• [Aim] Pick out each line in the rows below that contains the word "roof", and copy those lines in full.

• [Material to process]

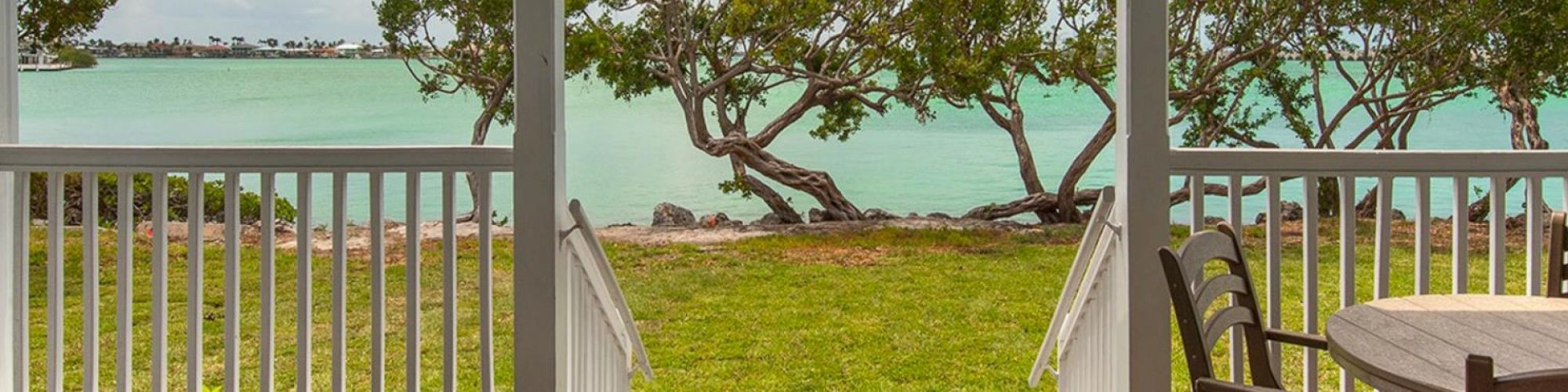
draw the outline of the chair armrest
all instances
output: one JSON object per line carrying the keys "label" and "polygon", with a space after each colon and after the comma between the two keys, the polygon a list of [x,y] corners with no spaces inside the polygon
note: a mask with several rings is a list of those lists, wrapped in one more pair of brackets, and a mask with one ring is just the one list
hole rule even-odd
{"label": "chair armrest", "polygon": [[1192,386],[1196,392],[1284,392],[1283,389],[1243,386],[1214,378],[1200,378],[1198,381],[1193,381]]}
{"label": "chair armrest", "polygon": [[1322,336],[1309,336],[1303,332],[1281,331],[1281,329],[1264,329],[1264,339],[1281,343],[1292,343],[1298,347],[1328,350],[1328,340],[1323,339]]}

--

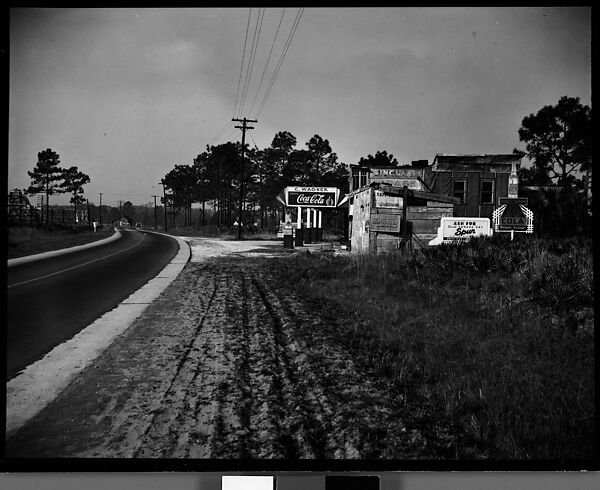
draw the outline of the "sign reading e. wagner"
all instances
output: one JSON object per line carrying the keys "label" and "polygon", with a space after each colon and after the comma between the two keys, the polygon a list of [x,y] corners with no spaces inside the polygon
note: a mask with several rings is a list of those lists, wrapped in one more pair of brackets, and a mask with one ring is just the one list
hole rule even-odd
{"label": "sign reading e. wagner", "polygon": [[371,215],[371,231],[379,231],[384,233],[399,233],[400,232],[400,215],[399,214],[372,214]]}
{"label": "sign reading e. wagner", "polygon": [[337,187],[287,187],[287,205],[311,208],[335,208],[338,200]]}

---

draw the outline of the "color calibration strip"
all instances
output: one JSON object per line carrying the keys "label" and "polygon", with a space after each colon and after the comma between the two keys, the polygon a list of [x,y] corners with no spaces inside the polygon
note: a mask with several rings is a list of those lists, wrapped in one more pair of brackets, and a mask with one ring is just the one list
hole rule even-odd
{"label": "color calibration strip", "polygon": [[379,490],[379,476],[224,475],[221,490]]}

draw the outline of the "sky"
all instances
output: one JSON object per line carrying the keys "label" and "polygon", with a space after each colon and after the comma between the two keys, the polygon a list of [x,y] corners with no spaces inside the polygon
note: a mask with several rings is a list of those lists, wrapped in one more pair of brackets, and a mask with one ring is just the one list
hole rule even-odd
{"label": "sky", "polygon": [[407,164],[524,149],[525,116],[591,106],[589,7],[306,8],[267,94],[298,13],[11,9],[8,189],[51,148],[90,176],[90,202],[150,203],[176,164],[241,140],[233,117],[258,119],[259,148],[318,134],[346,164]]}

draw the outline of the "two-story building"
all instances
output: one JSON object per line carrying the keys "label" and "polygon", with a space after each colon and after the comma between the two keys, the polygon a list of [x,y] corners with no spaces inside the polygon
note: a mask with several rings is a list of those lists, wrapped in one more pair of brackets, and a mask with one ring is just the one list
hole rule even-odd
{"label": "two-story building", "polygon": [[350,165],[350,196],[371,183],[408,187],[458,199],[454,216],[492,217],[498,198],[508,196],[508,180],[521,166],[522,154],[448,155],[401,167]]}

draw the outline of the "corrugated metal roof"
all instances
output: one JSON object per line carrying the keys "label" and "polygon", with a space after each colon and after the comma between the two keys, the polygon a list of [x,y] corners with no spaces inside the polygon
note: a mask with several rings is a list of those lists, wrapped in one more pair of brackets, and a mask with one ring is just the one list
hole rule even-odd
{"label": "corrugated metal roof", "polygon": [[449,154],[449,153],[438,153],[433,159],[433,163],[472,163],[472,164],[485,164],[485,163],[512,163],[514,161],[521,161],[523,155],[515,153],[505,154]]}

• [Problem solution]
draw the outline of the "corrugated metal roof"
{"label": "corrugated metal roof", "polygon": [[449,154],[449,153],[438,153],[433,159],[433,163],[472,163],[472,164],[485,164],[485,163],[512,163],[514,161],[521,161],[523,155],[515,153],[505,154]]}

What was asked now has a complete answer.